What is required
Of all the entries below, only the lines from the one with "Locate the front bumper" up to and including the one with "Locate the dark" are to be duplicated exactly.

Data provided
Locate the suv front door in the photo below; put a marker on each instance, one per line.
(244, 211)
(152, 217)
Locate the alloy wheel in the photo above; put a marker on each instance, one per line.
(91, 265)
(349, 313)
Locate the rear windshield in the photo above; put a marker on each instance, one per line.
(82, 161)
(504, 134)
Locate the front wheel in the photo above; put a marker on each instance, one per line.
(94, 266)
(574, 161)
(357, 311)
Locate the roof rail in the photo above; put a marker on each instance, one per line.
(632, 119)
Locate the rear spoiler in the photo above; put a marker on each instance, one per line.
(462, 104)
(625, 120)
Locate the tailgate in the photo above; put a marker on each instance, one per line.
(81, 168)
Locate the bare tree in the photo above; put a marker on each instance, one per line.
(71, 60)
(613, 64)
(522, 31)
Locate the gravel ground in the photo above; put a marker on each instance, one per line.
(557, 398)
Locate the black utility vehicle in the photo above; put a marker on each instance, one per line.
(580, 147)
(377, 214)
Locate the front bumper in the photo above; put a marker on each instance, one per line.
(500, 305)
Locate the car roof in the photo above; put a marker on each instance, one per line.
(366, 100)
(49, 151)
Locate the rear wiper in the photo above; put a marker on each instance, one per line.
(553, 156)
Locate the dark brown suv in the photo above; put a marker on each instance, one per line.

==

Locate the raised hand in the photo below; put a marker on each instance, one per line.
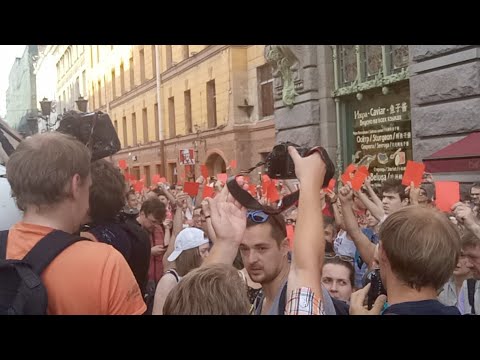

Output for this exercise
Locate the front bumper in the photo above; put a marker on each instance, one per line.
(500, 305)
Locate the car roof in the photo above; put a marker on each instance, one per line.
(366, 100)
(49, 151)
Locate the rear wiper in the photo above; put a marker on each instance, one per line.
(553, 156)
Locate the dark brown suv in the photo above; put a marker on each instance, one per line.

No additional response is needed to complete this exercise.